Work instructions: Rewrite the stretch of the data below from the line containing "mark the stainless" through the end of the data, with everything kept in place, and multiply each coordinate in the answers by 2.25, rounding to whole numbers with halves rounded up. Leave the numbers in the other lines unchanged.

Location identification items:

━━━━━━━━━━━━━━━━

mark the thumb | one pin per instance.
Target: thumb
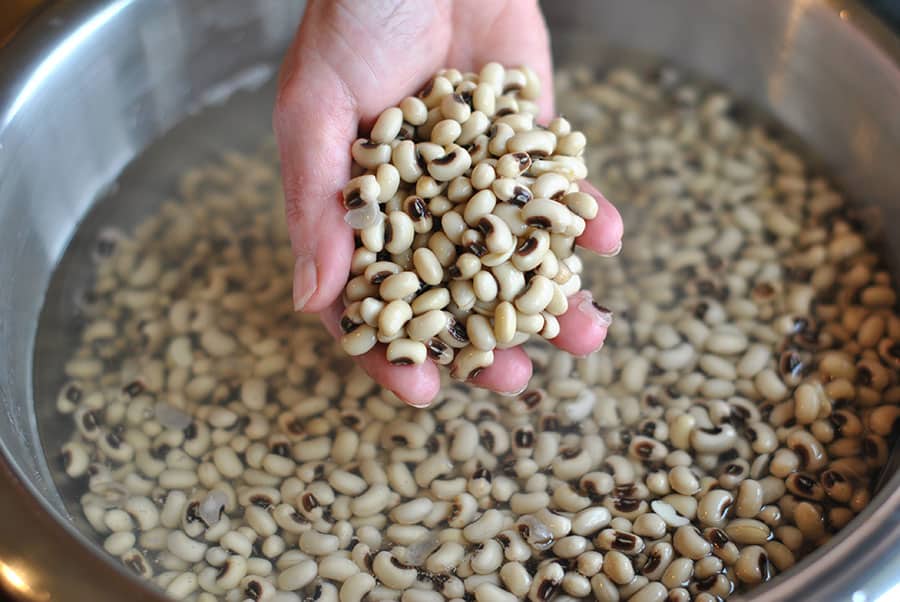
(315, 123)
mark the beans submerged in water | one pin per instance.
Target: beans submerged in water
(496, 218)
(734, 423)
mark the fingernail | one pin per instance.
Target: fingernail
(614, 252)
(597, 313)
(305, 281)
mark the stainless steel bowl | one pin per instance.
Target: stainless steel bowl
(87, 87)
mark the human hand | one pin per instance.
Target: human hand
(351, 60)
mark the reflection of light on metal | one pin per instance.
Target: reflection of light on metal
(16, 583)
(59, 55)
(795, 16)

━━━━━━━━━━━━━━━━

Reply to the task:
mark the stainless steel bowl | one pin per instance.
Target: stainless steel bowl
(196, 196)
mark the human hand | one pin per instance.
Target: human hand
(790, 135)
mark the reflection of light on metal | one pin per instance.
Target: reflection of light on metal
(36, 1312)
(133, 124)
(1789, 36)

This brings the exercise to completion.